## Source text
═══

The Tower (XVI) is not just the most unfortunate card in the major arcana, but the most unfortunate one in the entire tarot. Here, a narrow tower is built on the top of a mountain. Thus, it manages to attract lightning, sending the people in it tumbling and fleeing for their lives.
Its like the allegorical Tower of Babel: this tower reaches high into the heavens like a needle piercing the sky, but on supernatural act sends the whole thing to the furnace and the people inside it descending long and hard to Earth. What was once the crown-topped jewel of human invention becomes rubble in a matter of minutes.
The people falling are a commoner and a king, telling that no human has the power to stop the supernatural or to stop the powers of God. Thus, when this card is drawn, the querent knows that something they have built is going to be destroyed.
It’s a natural reaction to fear destruction and living with the rubble. However, like the Tower in the card, the querent’s towers are built on faulty land where it’s vulnerable to falling down. Thus, it was simple a matter of time before the tower would be struck and it would all come falling down.
It won’t seem that way. For the querent, it feels as if the destruction comes out of the blue, like a random act of hatred from the universe. The querent may be left wondering why this had to happen to them, even though, deep down, they know the answer.
The lightening bolt is like a warning from God, divine retribution, or as John Lennon coined “instant karma.” The people in the tower aren’t just awoken at night, but thrown out of bed, just like the querent. They’re going to experience a major upheaval and break down of whom they think they are.
No matter what happens, the Tower card tells the querent to embrace the change and to not cry over spilled milk. The ones who fall gracefully land the lightest, and the sooner they accept the damage, the sooner they can start to build again, wisely this time.

═══

[Stored items]

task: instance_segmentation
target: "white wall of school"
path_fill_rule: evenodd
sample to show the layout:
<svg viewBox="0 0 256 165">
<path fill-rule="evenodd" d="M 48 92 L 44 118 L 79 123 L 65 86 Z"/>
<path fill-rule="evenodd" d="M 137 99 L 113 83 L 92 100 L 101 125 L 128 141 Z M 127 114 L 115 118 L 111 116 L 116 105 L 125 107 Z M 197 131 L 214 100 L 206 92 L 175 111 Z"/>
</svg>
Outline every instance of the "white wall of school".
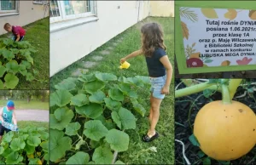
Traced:
<svg viewBox="0 0 256 165">
<path fill-rule="evenodd" d="M 36 20 L 41 20 L 44 16 L 49 16 L 49 9 L 45 5 L 35 4 L 33 1 L 19 1 L 19 14 L 16 15 L 0 15 L 0 35 L 7 31 L 3 29 L 5 23 L 15 26 L 26 26 Z M 45 14 L 44 14 L 45 13 Z"/>
<path fill-rule="evenodd" d="M 149 15 L 174 17 L 174 1 L 151 1 Z"/>
<path fill-rule="evenodd" d="M 50 32 L 50 77 L 145 19 L 148 3 L 97 1 L 96 21 Z"/>
</svg>

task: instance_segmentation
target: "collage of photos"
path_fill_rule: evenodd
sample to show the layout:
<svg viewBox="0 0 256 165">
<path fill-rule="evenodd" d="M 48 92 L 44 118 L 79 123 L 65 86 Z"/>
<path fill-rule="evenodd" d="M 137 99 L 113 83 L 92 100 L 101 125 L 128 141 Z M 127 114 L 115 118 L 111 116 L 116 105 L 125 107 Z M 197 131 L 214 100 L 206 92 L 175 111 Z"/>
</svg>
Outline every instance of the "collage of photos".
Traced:
<svg viewBox="0 0 256 165">
<path fill-rule="evenodd" d="M 256 164 L 256 1 L 0 0 L 0 164 Z"/>
</svg>

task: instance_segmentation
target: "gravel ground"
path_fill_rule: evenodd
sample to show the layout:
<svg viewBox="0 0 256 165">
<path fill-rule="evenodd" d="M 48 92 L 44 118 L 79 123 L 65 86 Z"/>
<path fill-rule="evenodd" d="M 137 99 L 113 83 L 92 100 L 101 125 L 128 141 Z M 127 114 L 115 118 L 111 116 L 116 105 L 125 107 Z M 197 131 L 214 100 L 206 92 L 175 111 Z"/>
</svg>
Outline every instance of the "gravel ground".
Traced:
<svg viewBox="0 0 256 165">
<path fill-rule="evenodd" d="M 49 122 L 49 111 L 45 110 L 16 110 L 17 121 Z"/>
</svg>

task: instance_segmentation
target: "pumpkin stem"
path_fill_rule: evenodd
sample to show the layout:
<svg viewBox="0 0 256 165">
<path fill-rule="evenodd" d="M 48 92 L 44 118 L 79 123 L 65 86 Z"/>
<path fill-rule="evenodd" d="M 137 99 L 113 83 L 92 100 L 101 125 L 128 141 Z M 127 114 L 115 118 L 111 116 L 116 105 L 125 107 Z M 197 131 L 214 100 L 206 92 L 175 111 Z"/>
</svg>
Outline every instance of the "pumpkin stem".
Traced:
<svg viewBox="0 0 256 165">
<path fill-rule="evenodd" d="M 209 83 L 209 82 L 206 82 L 203 83 L 193 85 L 191 87 L 187 87 L 185 88 L 178 89 L 175 91 L 175 98 L 183 97 L 183 96 L 201 92 L 204 89 L 212 85 L 214 85 L 214 83 Z"/>
<path fill-rule="evenodd" d="M 230 85 L 229 85 L 229 90 L 230 94 L 230 100 L 233 99 L 237 88 L 239 87 L 241 82 L 242 79 L 230 79 Z"/>
<path fill-rule="evenodd" d="M 224 105 L 229 105 L 231 104 L 231 99 L 230 99 L 230 94 L 229 91 L 229 88 L 226 84 L 222 84 L 221 85 L 221 89 L 222 89 L 222 101 Z"/>
</svg>

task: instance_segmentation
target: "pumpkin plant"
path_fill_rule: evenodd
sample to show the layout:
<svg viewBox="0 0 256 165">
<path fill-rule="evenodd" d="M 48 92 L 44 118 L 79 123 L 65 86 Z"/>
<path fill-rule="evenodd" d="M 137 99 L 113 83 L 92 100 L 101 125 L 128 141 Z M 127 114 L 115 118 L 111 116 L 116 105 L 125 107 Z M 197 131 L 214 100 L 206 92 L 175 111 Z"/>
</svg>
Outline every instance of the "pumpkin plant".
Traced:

═══

## Work instruction
Answer these questions from the text on the Tower card:
(a) Where is the narrow tower built?
(b) Which two people are shown falling?
(c) Who is credited with the phrase "instant karma"?
The material above was taken from a separate source.

## Solution to this problem
(a) On the top of a mountain.
(b) A commoner and a king.
(c) John Lennon.